* [Document section]:

HPE Cray PE tools introduction¶

Presenter: Alfio Lazzaro (HPE)

Slides on LUMI in /appl/local/training/profiling-20231122/files/01_HPE_Cray_PE_tools.pdf
Files from the demo on LUMI in /appl/local/training/profiling-20231122/files/01_HPE_Demo.tar
Recordings: To make the presentations more accessible, the presentation has been split in 6 parts:
1. Introduction and LUMI hardware: slides 1-8: /appl/local/training/profiling-20231122/recordings/01a_HPE_Cray_PE_tools__Hardware.mp4
2. The HPE Cray Programming Environment: slides 9-38: /appl/local/training/profiling-20231122/recordings/01b_HPE_Cray_PE_tools__Programming_environment.mp4
3. Job placement: slides 39-51: /appl/local/training/profiling-20231122/recordings/01c_HPE_Cray_PE_tools__Job_placement.mp4
4. Cray MPICH for GPUs: slides 52-57: /appl/local/training/profiling-20231122/recordings/01d_HPE_Cray_PE_tools__MPICH_GPU.mp4
5. Performance Analysis: slides 58-92: /appl/local/training/profiling-20231122/recordings/01e_HPE_Cray_PE_tools__Performance_analysis.mp4
The "GDB for HPC" slides were not covered in the presentation.

* [Task objective]:
Carry on the HPE Cray PE tools introduction page from the point where it ends. The listing has nothing to do with this.

* [Records supplied]:
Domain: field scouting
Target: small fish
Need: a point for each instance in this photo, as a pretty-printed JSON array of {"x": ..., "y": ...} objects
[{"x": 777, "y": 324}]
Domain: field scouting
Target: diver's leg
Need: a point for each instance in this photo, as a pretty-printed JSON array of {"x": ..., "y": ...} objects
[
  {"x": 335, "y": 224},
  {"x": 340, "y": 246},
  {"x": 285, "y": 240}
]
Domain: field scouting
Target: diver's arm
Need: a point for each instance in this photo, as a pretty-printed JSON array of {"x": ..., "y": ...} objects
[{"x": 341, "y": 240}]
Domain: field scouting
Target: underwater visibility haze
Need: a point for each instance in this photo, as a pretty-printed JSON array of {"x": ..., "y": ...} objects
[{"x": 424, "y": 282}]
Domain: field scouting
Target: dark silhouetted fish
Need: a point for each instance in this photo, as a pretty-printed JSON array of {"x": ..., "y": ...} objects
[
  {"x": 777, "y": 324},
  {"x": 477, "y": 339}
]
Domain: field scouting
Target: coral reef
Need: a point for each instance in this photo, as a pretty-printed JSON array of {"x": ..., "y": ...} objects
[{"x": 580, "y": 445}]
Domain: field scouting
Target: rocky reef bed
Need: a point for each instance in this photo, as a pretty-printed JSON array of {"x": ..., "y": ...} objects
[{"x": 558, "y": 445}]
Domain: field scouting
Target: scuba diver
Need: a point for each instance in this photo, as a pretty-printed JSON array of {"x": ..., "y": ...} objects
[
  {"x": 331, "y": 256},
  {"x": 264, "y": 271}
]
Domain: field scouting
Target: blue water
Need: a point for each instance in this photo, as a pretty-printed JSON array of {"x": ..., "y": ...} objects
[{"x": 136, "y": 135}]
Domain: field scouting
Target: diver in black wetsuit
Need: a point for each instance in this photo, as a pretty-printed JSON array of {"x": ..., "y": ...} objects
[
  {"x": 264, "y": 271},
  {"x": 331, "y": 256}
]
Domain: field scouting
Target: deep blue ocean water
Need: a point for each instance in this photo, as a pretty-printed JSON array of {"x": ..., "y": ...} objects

* [Exercise answer]:
HPE training materials can only be shared with other LUMI users and therefore are not available on the web.

Q&A¶

When specifying a single GCD, is the limit GPU memory 64 or 128 G ?
- The slide said 8 GPUS (remember he said the context in the talk was now that 'GPU'=GCD) so it is 64 per GCD.
- And due to the slow connection between two GCDs (basically 200 GB/s per direction) using all memory of a package is not supported.
- For completeness - memory in the GPU is coherent so it is possible for one GCD use memory from the other. E.g. in the current implementation, having a copy kernel that picks up data of the other GCD on the chip is the fastest way to move data between GPUs. So, one can use all the memory on the chip, but the GCD will have 1.6 TB/s (peak) for the HBM next to it and 200 GB/s (peak) from the HBM next to the other GCD.
Normally I use gdb4hpc to check what are my MPI processes and individual threads doing. Is there an alternative for this in hpe / cray toolset where I could really nicely get an overview of what all the threads are doing? There can be more of them and it's important to have it well visualized to find reasons for hangs in MPI during sends and receives and probes.
- We also have ARM Forge (now Linaro) on LUMI.
- I'm not clear on the request, you can list threads in gdb4hpc (at least for CPU). I expect it to work for GPU kernels but have not actually tried this myself. Are you just looking for a nicer display?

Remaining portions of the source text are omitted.